**Task goal**:
Each record is to be printed again precisely as it reads.

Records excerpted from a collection

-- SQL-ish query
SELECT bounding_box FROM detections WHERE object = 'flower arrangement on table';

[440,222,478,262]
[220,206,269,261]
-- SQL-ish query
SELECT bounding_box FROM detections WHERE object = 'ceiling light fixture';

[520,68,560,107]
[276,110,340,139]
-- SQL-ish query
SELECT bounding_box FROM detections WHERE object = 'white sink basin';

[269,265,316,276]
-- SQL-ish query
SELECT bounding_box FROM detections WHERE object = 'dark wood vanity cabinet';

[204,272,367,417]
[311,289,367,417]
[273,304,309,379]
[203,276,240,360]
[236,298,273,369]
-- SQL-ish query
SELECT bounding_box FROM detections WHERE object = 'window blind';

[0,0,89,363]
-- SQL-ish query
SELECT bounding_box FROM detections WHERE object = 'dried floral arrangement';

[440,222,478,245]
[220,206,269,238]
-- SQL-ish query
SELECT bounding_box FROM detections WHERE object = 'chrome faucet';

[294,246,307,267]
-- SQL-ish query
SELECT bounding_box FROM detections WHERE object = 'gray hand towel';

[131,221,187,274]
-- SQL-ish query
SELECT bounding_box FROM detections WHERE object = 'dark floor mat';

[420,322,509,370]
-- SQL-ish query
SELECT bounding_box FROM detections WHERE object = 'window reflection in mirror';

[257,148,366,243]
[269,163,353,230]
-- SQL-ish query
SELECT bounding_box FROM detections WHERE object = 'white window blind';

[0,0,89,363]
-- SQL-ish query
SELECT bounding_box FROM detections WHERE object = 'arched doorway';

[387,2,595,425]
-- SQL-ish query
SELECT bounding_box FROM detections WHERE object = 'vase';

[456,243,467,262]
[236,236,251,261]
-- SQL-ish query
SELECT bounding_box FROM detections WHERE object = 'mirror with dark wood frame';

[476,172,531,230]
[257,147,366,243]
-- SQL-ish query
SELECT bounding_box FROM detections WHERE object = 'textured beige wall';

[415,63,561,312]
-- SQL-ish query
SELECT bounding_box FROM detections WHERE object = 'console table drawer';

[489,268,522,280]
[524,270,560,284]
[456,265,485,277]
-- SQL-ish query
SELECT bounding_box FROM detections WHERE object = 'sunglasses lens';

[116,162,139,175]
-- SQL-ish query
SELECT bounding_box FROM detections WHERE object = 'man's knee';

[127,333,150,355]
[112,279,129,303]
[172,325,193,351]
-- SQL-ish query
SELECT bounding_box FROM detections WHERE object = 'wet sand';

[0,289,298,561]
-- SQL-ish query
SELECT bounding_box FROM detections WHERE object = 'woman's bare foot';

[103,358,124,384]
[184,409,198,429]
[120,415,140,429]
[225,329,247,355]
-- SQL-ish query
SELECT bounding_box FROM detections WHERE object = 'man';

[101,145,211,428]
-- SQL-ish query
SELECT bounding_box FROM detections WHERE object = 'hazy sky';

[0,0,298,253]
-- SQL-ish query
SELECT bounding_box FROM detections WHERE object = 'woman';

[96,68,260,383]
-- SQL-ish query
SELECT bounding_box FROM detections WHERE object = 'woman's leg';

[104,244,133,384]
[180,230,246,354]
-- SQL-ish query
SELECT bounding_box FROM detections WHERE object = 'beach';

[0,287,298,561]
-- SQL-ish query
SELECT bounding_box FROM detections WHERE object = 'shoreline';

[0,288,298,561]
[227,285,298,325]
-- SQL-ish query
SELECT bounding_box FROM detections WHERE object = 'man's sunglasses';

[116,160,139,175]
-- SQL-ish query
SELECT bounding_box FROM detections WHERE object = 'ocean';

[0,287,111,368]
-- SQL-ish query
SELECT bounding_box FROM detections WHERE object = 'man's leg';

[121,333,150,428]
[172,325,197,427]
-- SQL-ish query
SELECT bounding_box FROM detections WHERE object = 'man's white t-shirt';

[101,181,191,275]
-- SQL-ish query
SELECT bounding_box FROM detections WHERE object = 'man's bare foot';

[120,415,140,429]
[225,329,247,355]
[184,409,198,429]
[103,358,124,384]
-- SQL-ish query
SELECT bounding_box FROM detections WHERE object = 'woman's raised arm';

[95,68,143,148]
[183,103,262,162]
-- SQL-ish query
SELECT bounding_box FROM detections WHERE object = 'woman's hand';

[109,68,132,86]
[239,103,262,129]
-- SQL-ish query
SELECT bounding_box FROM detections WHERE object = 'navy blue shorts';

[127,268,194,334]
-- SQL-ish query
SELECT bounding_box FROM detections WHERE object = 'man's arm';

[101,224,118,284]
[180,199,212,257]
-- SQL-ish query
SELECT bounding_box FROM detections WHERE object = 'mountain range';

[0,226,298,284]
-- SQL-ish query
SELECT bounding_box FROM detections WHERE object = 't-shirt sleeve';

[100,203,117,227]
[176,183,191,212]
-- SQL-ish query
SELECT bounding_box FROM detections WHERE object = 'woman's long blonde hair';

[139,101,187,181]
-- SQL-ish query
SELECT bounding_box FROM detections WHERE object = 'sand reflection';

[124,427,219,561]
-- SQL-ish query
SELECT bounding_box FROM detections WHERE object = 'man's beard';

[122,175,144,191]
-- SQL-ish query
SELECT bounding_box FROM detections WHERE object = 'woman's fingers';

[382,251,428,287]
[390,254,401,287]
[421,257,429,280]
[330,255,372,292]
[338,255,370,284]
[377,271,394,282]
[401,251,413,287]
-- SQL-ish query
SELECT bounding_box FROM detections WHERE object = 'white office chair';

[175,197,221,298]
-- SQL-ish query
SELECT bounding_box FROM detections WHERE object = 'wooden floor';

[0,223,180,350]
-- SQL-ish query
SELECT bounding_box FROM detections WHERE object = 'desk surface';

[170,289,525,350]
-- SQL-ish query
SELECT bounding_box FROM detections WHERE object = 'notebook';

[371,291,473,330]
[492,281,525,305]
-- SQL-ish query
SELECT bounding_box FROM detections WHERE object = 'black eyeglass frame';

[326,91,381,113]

**Completed exercise**:
-- SQL-ish query
SELECT bounding_box FROM detections WHERE object = 'flower arrangement on table';

[440,222,478,262]
[220,206,269,261]
-- SQL-ish query
SELECT bounding_box FROM detections WHERE object = 'ceiling light fixture';

[520,68,560,107]
[276,110,340,139]
-- SQL-ish query
SELECT bounding_box FROM detections WHERE object = 'white sink basin';

[269,265,316,276]
-- SQL-ish query
SELECT bounding_box FROM detections WHERE object = 'dark wood vanity cabinet';

[204,272,367,417]
[311,289,367,417]
[273,304,309,379]
[203,276,240,360]
[236,298,273,369]
-- SQL-ish query
SELECT bounding_box FROM detections WHERE object = 'window blind';

[0,0,89,363]
-- SQL-ish query
SELECT bounding_box FROM detections WHERE object = 'dried floral arrangement';

[440,222,478,245]
[220,206,269,238]
-- SQL-ish query
SELECT bounding_box FROM detections WHERE object = 'chrome faucet';

[294,246,307,267]
-- SQL-ish query
SELECT bounding_box FROM detections WHERE object = 'gray hand towel';

[131,221,187,274]
-- SQL-ish query
SELECT bounding_box FROM detections WHERE object = 'dark floor mat';

[420,322,509,370]
-- SQL-ish query
SELECT bounding_box FROM detections WHERE object = 'window reflection in mirror';

[257,148,366,243]
[269,163,353,230]
-- SQL-ish query
SELECT bounding_box FROM detections WHERE object = 'white window blind';

[0,0,89,363]
-- SQL-ish query
SELECT bounding_box FROM detections WHERE object = 'arched doorway';

[387,2,595,425]
-- SQL-ish query
SELECT bounding_box FROM detections WHERE object = 'vase';

[456,243,467,262]
[236,236,251,261]
-- SQL-ish query
SELECT bounding_box FROM detections WHERE object = 'mirror with dark wood frame';

[476,172,531,230]
[257,147,366,243]
-- SQL-ish query
SELECT bounding_box FROM detections WHERE object = 'textured beige wall';

[415,63,561,312]
-- SQL-ish query
SELECT bounding_box FROM detections WHERE object = 'console table drawer';

[489,268,522,280]
[524,270,560,284]
[456,265,485,277]
-- SQL-ish query
SELECT bounding_box FROM detections WHERE object = 'sunglasses lens';

[116,162,139,175]
-- SQL-ish query
SELECT bounding_box FROM detections WHERE object = 'man's knee';

[127,333,150,355]
[112,279,129,303]
[172,325,193,351]
-- SQL-ish query
SELECT bounding_box FROM detections WHERE object = 'wet sand';

[0,289,298,561]
-- SQL-ish query
SELECT bounding_box FROM detections WHERE object = 'woman's bare foot';

[103,358,124,384]
[184,409,198,429]
[120,415,140,429]
[225,329,247,355]
-- SQL-ish query
SELECT bounding_box FROM detections WHERE object = 'man';

[101,145,211,428]
-- SQL-ish query
SELECT bounding_box FROM detections WHERE object = 'hazy sky';

[0,0,298,253]
-- SQL-ish query
SELECT bounding_box FROM detections WHERE object = 'woman';

[96,68,260,383]
-- SQL-ish query
SELECT bounding_box FROM detections WHERE object = 'woman's leg';

[104,244,133,384]
[180,230,246,354]
-- SQL-ish query
SELECT bounding_box FROM detections WHERE object = 'beach';

[0,287,298,561]
-- SQL-ish query
SELECT bounding_box FROM detections WHERE object = 'shoreline';

[0,288,298,561]
[227,285,298,325]
-- SQL-ish query
SELECT bounding_box FROM detections WHERE object = 'man's sunglasses';

[116,160,139,175]
-- SQL-ish query
SELECT bounding_box FROM detections WHERE object = 'ocean';

[0,287,111,368]
-- SQL-ish query
SELECT bounding_box FROM detections WHERE object = 'man's leg';

[121,333,150,428]
[172,325,197,427]
-- SQL-ish query
SELECT bounding_box FROM detections WHERE object = 'man's white t-shirt';

[101,181,191,275]
-- SQL-ish query
SELECT bounding_box FROM detections WHERE object = 'man's bare foot';

[120,415,140,429]
[225,329,247,355]
[184,409,198,429]
[103,358,124,384]
-- SQL-ish query
SELECT bounding_box FROM detections WHERE object = 'woman's raised arm';

[95,68,143,148]
[183,103,262,162]
-- SQL-ish query
SELECT bounding_box FROM detections WHERE object = 'woman's hand';

[109,68,132,86]
[239,103,262,129]
-- SQL-ish query
SELECT bounding_box FROM detections WHERE object = 'navy blue shorts';

[127,268,194,334]
-- SQL-ish query
SELECT bounding_box FROM detections WHERE object = 'man's arm';

[101,224,118,284]
[180,199,212,257]
-- SQL-ish query
SELECT bounding_box FROM detections WHERE object = 'mountain range';

[0,226,298,284]
-- SQL-ish query
SELECT bounding_box FROM detections WHERE object = 't-shirt sleeve';

[100,203,117,227]
[176,183,191,212]
-- SQL-ish query
SELECT bounding_box FROM detections WHERE object = 'woman's long blonde hair';

[139,101,187,181]
-- SQL-ish query
SELECT bounding_box FROM detections WHERE object = 'sand reflection';

[124,427,219,561]
-- SQL-ish query
SELECT bounding_box FROM detections WHERE object = 'man's beard';

[122,175,144,191]
-- SQL-ish query
SELECT bounding_box FROM detections WHERE object = 'woman's fingers';

[382,251,428,287]
[390,254,401,287]
[421,257,429,280]
[330,255,372,292]
[338,255,370,284]
[377,271,394,282]
[401,251,413,287]
-- SQL-ish query
SELECT bounding_box FROM detections WHERE object = 'white office chair';

[175,197,221,298]
-- SQL-ish query
SELECT bounding_box FROM detections WHERE object = 'wooden floor';

[0,223,180,350]
-- SQL-ish query
SELECT bounding_box FROM detections WHERE object = 'desk surface';

[170,289,525,350]
-- SQL-ish query
SELECT bounding_box FROM detections WHERE object = 'notebook';

[371,291,473,330]
[492,281,525,305]
-- SQL-ish query
SELECT bounding_box FROM detections WHERE object = 'black eyeglass frame';

[326,91,381,113]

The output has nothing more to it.